-- Task objective --
Copy the entries exactly, starting at the very first line and ending at the line that contains "pixel 61 265", with both ends included.

** START OF Records shown **

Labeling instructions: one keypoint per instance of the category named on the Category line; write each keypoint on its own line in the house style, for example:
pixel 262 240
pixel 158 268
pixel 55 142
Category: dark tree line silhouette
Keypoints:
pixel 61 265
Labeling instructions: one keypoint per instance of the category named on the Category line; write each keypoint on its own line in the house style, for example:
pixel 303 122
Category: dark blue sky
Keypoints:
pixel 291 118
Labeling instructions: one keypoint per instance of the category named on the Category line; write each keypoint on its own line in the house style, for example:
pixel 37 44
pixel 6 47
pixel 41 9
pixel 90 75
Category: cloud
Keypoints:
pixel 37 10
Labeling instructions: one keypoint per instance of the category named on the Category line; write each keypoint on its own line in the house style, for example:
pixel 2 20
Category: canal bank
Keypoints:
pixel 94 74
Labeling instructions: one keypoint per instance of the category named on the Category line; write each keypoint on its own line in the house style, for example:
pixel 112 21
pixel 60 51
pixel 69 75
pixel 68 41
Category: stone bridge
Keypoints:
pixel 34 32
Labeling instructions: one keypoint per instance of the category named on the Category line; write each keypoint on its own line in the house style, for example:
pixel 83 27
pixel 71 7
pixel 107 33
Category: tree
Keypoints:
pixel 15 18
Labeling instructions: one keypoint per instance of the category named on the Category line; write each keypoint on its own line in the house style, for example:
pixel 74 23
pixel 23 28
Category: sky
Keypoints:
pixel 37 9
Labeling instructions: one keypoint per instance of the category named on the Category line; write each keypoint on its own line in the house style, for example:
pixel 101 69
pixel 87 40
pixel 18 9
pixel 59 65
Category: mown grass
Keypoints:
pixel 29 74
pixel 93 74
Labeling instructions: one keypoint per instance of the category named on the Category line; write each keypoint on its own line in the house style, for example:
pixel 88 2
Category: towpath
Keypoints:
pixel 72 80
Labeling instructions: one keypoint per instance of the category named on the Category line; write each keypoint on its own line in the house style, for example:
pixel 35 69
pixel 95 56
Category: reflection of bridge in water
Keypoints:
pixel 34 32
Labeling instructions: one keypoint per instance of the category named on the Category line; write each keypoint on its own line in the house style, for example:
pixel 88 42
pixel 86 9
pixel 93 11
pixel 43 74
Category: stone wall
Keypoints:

** END OF Records shown **

-- Worked solution --
Labeling instructions: one keypoint per instance of the category named on the Category line; write each keypoint on its own line in the house style, for example:
pixel 262 240
pixel 158 268
pixel 55 142
Category: dark tree line silhouette
Keypoints:
pixel 61 265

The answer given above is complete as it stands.